What Happens After Discovery?

Perel describes three possible outcomes:

  1. The relationship ends. The betrayal is too deep, the trust too damaged. This is legitimate and sometimes the healthiest choice.
  2. The relationship survives but does not transform. The couple stays together, the affair is nominally "forgiven," but resentment simmers beneath the surface. Perel calls this "the marriage that refuses to die but also refuses to live."
  3. The relationship is reinvented. Both partners use the crisis as an opportunity to examine what was not working, to speak truths that were never spoken, and to build a second relationship — different from the first — with the same person. "Your first marriage is over," Perel says. "The question is whether you want to create a second one together."

Johnson's AIRM (Attachment Injury Resolution Model) provides a structured pathway for the third option. The betrayed partner needs to express their pain fully — not once, but repeatedly until the wound begins to integrate. The unfaithful partner needs to respond with empathy and accountability, not defensiveness. Gottman adds that the unfaithful partner must be willing to answer all questions transparently for as long as the betrayed partner needs.

The Question Nobody Asks: What Did the Affair Mean?

Perel insists that healing requires understanding, not just apology. "If you want to move forward, you need to understand what the affair meant to the person who had it," she says. This is not about excusing the betrayal. It is about preventing a second one by addressing the root cause.

Was it about escape? About feeling desired? About reclaiming an identity that got lost in parenting, caretaking, or domestic routine? The answer shapes the path forward.

How to Rebuild Trust After Infidelity

Gottman's research identifies the ingredients of successful recovery:

  1. Atoning: the unfaithful partner takes full responsibility, without minimising, blaming, or deflecting.
  2. Attunement: both partners practise emotional attunement — listening, validating, responding to each other's pain with presence.
  3. Attachment: rebuilding the secure base through consistent, reliable actions over time. Trust is rebuilt not through grand gestures but through thousands of small moments of showing up.

Johnson adds that the betrayed partner must eventually be able to access their attachment need and express it vulnerably: "I need to know you are here. I need to know you choose me." And the unfaithful partner must answer that call convincingly — not once, but again and again.

Frequently Asked Questions

Does infidelity always mean the relationship is over? No. Research by Gottman shows that with commitment and professional support, many couples not only survive infidelity but report higher satisfaction in the rebuilt relationship than before the affair. However, recovery is a long, painful process that typically takes one to three years.

Should the betrayed partner know all the details? There is disagreement among experts. Gottman says yes — the betrayed partner has a right to ask any question and receive an honest answer. Perel is more nuanced: she distinguishes between "detective questions" (who, where, when) and "investigative questions" (what did it mean, what were you seeking). She considers the latter more useful for healing.

Is it possible to affair-proof a relationship? Not with certainty, but research suggests that couples who maintain deep emotional connection, regular meaningful conversation, and an active sexual life significantly reduce the risk. Gottman calls this "building a culture of appreciation and turning toward."

Can AI help couples recover from infidelity? AI cannot replace a skilled therapist for trauma this deep. But LetsShine.app can complement the process by providing a structured space for the daily conversations that rebuilding trust requires — especially between therapy sessions when partners need to practise attunement.

Does forgiving mean forgetting? No. Johnson distinguishes between forgiveness (releasing the desire for revenge and choosing to move forward) and reconciliation (rebuilding the relationship). Both can happen without forgetting. The memory of the betrayal becomes integrated into the relationship's story — not as a weapon, but as a shared wound that, when healed, deepens the bond.

··········

> _Requirement_
Name every ingredient of successful recovery that the passage on recovering from infidelity attributes to Gottman's research. The items after the passage on recovering from infidelity are separate material and unrelated to it.

··········

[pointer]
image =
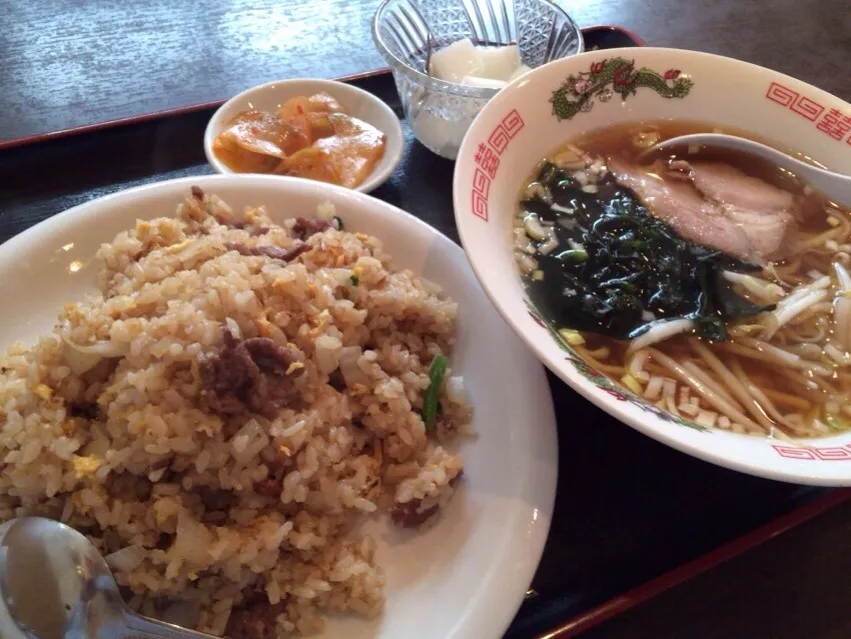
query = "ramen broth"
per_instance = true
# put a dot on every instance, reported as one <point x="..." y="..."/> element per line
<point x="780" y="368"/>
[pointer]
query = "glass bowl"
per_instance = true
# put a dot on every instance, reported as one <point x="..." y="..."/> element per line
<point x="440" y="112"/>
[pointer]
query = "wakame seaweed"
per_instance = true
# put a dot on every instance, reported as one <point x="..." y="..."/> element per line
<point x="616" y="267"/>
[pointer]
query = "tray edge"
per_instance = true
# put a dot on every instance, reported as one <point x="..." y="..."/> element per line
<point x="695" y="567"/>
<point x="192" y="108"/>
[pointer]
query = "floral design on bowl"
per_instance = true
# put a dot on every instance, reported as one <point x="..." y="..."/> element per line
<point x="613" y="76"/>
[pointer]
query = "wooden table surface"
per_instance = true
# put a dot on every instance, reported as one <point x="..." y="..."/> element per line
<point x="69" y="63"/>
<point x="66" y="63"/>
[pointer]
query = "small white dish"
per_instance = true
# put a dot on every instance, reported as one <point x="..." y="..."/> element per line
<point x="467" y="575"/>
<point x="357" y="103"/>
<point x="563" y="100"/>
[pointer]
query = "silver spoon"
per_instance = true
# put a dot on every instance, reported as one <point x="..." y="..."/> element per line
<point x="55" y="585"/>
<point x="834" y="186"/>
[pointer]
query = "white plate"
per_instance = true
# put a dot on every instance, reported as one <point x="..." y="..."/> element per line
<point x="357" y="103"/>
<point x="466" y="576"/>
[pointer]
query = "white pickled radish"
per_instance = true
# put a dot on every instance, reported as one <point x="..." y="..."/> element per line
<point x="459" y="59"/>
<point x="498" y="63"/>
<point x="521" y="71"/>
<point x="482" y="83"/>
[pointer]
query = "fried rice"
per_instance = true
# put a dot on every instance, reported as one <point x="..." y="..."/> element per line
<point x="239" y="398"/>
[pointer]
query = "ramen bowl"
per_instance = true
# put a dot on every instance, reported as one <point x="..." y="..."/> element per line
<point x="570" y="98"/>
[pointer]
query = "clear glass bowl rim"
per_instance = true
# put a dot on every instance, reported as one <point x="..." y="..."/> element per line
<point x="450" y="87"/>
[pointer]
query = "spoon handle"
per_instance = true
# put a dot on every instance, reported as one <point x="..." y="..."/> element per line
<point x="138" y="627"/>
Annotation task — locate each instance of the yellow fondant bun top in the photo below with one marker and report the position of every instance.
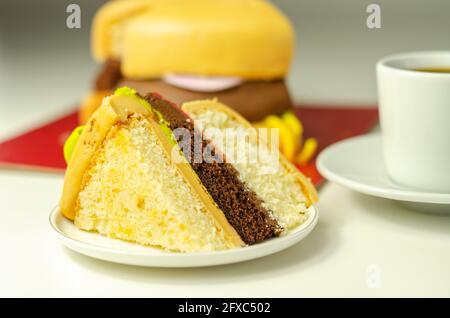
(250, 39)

··········

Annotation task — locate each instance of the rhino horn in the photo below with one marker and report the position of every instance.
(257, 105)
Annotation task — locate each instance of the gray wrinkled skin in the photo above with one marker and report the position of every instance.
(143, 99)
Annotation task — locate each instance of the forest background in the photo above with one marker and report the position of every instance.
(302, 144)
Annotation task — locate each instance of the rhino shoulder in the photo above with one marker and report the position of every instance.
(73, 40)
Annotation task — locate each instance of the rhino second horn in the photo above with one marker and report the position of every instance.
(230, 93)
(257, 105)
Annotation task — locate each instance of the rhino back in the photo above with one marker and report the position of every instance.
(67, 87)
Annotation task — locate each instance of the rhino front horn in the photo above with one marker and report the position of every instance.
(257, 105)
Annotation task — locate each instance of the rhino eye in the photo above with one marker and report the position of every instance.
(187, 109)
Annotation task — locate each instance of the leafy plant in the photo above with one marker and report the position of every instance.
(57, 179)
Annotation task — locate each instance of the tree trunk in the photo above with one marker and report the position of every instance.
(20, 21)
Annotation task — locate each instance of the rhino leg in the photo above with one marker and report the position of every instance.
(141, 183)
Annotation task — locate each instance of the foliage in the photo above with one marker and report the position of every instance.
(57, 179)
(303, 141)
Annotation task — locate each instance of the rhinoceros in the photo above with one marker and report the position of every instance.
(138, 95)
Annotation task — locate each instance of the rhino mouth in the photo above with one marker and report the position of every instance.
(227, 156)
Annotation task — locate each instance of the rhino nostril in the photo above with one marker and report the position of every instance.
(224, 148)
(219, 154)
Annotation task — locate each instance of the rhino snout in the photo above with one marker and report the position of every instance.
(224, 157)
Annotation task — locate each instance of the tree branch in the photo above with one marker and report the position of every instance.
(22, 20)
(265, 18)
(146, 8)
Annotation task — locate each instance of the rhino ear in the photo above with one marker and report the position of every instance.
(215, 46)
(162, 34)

··········

> _Solution below_
Atoning, Attunement, Attachment